What they replaced was presence. Not connection, exactly. These children are connected constantly, in a technical sense. But the presence that comes from sitting in the same room with a person and having no option but to be there, to be bored together, to figure out how to be with each other. That kind of presence has become rare. And children who have grown up with phones have largely stopped expecting it.
Our children do not have phones. We have made this decision deliberately, and we have made peace with the fact that it is not a permanent decision. They eventually when, when they begin driving. But not yet, and not simply because everyone else has one.
The Bus
There is a particular story we keep coming back to.
Our twelve-year-old had a baseball game recently. He was excited about it. Not the game exactly, though he loves baseball. The bus ride. His friends were going to be there. He was going to get to spend time with them in that particular way that kids do on buses, slightly out of range of adult supervision, free to talk about whatever they wanted. He was looking forward to it.
He came home quiet.
Every one of his friends had a phone. The bus ride was forty-five minutes each way. And so the boy without a phone sat alone in his seat, surrounded by his friends, while they disappeared into their screens. There was no conversation to join. There was no version of the bus ride that included him. He was present and invisible at the same time.
He did not say much about it. But we could see it.
The bitter irony does not require much explanation. The thing that was supposed to connect these children, the device that parents hand over for the sake of their child’s social inclusion so he will not miss out, has become the mechanism of exclusion for the child who does not have it. He is isolated not because we sheltered him from social experience but because we withheld the device that has made real social experience increasingly impossible for the children who do have it.
He is the dinosaur. Not because he lacks something, but because the world shifted while he was not looking, and now his way of being is the anomaly.
Normal Has Changed
Here is the thing about the homeschool socialization argument that we have been turning over for some time now: It assumes a fixed definition of socialized. The conventionally schooled child is, by definition, socialized. He has been in the system. He has learned how to navigate the norms. The homeschooled child is suspect precisely because he is outside that system.
But what happens when the system itself changes what socialization looks like?
########################################
- **TASKS AND EXERCISES**
[1] Judge whether each statement agrees with the passage on children and phones, answering yes or no and quoting the deciding words: (a) The bus ride to the baseball game lasted forty-five minutes each way. (b) The twelve-year-old looked forward most to the game itself. (c) The parents regard their decision about phones as permanent.
[2] Go on with the passage on children and phones, starting after its final sentence.
########################################
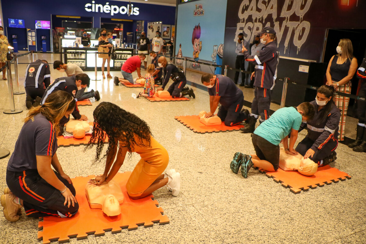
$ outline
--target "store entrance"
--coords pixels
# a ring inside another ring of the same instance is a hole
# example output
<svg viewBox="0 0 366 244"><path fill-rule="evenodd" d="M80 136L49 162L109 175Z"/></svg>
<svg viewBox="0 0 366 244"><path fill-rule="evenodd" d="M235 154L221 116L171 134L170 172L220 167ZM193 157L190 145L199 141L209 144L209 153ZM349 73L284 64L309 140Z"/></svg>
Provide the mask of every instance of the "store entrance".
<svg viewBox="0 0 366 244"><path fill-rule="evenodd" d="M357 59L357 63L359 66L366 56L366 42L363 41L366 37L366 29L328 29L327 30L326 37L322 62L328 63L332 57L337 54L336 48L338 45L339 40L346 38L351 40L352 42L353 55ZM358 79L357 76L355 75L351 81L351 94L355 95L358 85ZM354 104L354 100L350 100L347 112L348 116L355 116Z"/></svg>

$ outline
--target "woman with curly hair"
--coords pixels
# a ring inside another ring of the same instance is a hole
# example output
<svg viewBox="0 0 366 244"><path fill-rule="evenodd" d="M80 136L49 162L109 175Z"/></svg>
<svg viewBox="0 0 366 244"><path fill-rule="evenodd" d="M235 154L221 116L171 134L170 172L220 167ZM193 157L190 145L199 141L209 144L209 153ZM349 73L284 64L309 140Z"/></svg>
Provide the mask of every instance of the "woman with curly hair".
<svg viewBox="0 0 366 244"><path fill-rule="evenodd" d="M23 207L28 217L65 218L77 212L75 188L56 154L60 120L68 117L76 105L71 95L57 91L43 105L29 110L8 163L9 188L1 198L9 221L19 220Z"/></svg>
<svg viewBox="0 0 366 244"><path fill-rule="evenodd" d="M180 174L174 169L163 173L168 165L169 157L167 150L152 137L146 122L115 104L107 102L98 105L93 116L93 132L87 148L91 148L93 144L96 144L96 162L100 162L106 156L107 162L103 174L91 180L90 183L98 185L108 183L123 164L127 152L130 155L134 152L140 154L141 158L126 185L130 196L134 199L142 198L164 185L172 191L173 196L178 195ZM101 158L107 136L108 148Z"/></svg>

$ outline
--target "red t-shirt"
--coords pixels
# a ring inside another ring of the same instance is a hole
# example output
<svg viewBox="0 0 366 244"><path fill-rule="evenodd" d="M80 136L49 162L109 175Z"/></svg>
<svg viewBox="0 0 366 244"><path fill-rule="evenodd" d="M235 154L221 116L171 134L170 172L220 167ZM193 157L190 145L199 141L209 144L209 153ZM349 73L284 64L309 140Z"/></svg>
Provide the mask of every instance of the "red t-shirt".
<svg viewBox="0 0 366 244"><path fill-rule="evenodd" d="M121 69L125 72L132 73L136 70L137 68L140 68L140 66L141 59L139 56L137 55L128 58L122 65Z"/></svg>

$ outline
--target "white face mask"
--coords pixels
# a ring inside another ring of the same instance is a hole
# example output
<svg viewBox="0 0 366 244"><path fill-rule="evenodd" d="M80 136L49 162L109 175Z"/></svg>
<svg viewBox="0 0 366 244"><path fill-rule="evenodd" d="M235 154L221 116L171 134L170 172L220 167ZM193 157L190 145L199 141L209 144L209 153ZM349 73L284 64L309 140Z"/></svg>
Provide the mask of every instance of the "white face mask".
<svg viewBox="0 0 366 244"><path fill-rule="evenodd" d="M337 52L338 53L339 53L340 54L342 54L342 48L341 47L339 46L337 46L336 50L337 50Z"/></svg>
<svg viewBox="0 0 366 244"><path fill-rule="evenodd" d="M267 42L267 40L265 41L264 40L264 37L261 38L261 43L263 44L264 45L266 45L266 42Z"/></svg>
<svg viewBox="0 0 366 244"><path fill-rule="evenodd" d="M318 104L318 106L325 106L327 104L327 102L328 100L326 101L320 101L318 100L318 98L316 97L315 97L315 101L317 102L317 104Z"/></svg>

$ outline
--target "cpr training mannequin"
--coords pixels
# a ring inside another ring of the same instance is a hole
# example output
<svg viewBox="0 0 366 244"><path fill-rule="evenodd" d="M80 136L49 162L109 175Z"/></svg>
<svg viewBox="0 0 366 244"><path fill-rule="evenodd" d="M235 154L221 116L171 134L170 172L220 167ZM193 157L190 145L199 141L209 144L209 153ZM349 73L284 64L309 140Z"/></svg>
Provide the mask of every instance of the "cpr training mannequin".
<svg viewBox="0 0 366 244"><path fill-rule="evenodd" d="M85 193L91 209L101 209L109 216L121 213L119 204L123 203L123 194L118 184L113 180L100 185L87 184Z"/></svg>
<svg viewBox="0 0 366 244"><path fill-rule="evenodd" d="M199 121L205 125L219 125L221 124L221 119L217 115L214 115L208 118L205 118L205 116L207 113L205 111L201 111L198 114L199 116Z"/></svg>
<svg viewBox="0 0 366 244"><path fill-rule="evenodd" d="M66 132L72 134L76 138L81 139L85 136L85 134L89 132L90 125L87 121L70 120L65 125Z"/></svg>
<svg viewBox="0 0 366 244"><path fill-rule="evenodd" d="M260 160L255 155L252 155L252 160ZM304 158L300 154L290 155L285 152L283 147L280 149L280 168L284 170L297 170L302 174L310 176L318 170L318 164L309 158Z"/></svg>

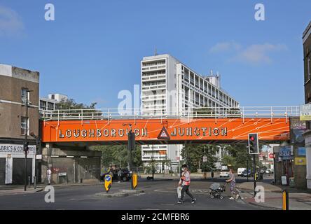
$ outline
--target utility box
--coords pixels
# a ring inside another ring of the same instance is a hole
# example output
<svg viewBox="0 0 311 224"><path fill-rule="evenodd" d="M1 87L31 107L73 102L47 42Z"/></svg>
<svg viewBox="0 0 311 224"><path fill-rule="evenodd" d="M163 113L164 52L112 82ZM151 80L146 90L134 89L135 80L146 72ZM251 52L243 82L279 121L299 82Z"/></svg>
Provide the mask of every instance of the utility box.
########################################
- **RESULTS IN ORDER**
[1]
(a) Yes: "The bus ride was forty-five minutes each way."
(b) No: "Not the game exactly, though he loves baseball. The bus ride."
(c) No: "we have made peace with the fact that it is not a permanent decision."

[2]
A decade ago, the concern about homeschooled children was that they would not know how to handle a locker room or a lunchroom, the ordinary social friction of institutional life. That concern was always somewhat overstated, but it was at least coherent. The skills being measured were real skills: Navigating peer pressure, reading social cues, holding your own in a crowd.
Those skills still matter. But what the bus ride shows us is that something else has happened alongside the smartphone adoption. The default social mode of a group of twelve-year-olds is now individual screen consumption in the same physical space. The conversation, the shared boredom, the negotiation over what to talk about. Those are not the default anymore. They are the exception. They happen when phones are put away, which requires a reason, or an adult, or a deliberate decision that most children do not make on their own.
Our children are, genuinely and without irony, more practiced at unmediated human interaction than many of their peers. This is not because we are exceptional parents. It is because we removed the thing that would have displaced that practice. They can hold a conversation. They know how to be bored with another person and find something to do about it. They have had years of practice at being in a room with people and actually being with them.
The Cost Is Real
We want to be honest about what this costs him, because it would be easy to write that last section as though the story ends there. Our child has something other children lack, and that is enough.
But it is not enough for him right now.
He knows he is different from his friends in a way that is starting to matter to him. He does not have a “group chat.” He does not know what they talked about over the weekend because the conversation happened somewhere he could not reach. He is not excluded deliberately. His friends are not cruel boys. But the social infrastructure of twelve-year-old boyhood now runs primarily through a device he does not have, and exclusion does not require cruelty. It can be entirely structural. It can happen while everyone around you is being perfectly kind.
There is a category of right decision that comes with a cost, and pretending otherwise does not honor the cost. We believe we are doing what is best for our son. We believe the research supports us. We believe that in ten years, he will understand and perhaps even be grateful for this season. We hold all of that with reasonable confidence.
And we watch him come home quiet from a bus ride, and we know that reasonable confidence is not the same as no cost.
C. S. Lewis wrote in The Problem of Pain that God “whispers to us in our pleasures, speaks in our conscience, but shouts in our pains.”3 We do not think his bus ride is a catastrophe. But we think it is trying to tell us something, and we are trying to listen. Not to reverse course. We have not reversed course. But to see clearly. To resist the temptation to explain away our son’s loneliness as the price of virtue, as though naming it correctly makes it hurt less.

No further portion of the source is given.